[start]

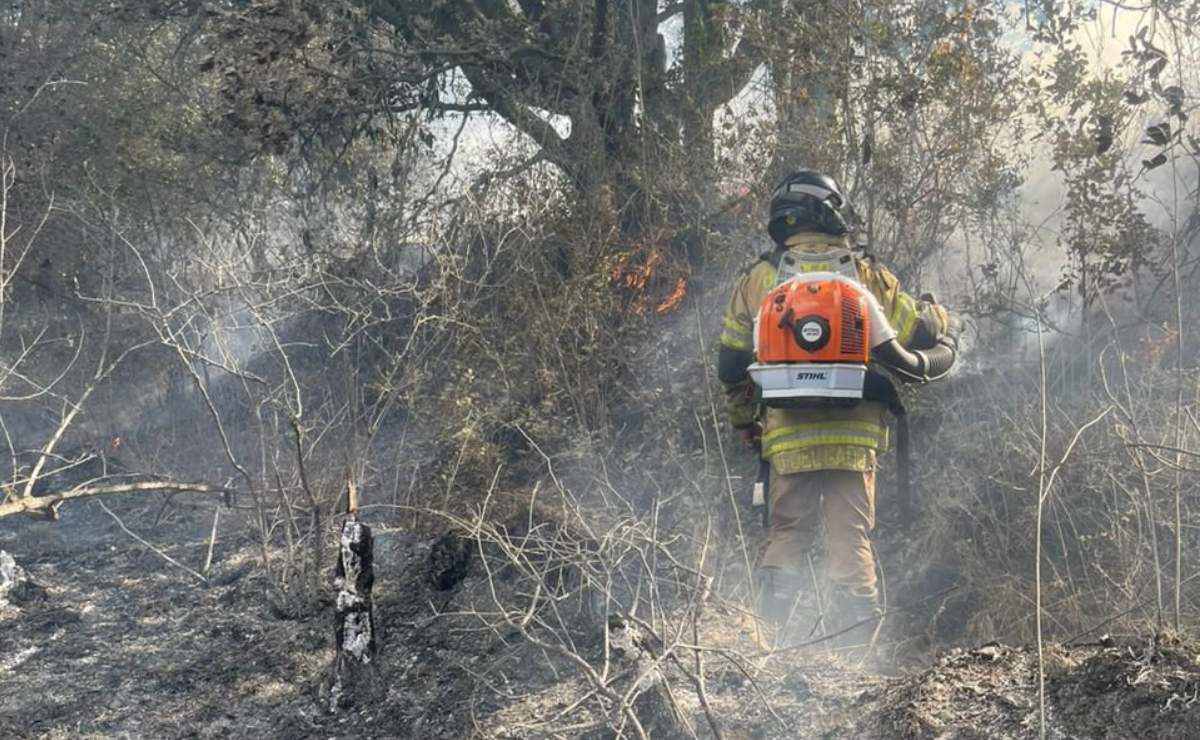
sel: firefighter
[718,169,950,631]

[end]
[start]

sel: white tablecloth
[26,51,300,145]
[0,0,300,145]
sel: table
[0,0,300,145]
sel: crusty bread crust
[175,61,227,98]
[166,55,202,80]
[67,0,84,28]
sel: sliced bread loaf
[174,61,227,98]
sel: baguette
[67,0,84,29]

[end]
[start]

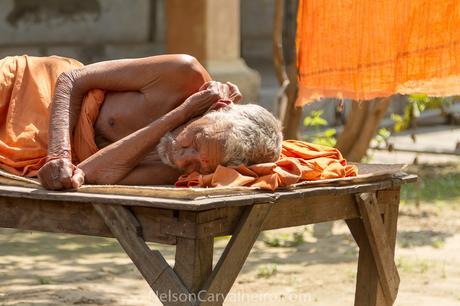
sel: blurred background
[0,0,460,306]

[end]

### Directions for this task:
Rewrite the part that opens with the line containing "sel: white tablecloth" and closes with the line containing "[174,61,227,98]", both lines included, as a Markdown table with the columns No and Entry. Number each line in No, put the line itself in Entry, and leave out blank lines.

### Response for this exercise:
| No | Entry |
|---|---|
| 1 | sel: white tablecloth |
| 2 | [26,51,300,145] |
| 3 | [0,0,300,145] |
| 4 | sel: table |
| 5 | [0,0,300,145] |
| 6 | sel: crusty bread crust |
| 7 | [175,61,227,98] |
| 8 | [166,55,202,80] |
| 9 | [67,0,84,28] |
| 10 | sel: sliced bread loaf |
| 11 | [174,61,227,98] |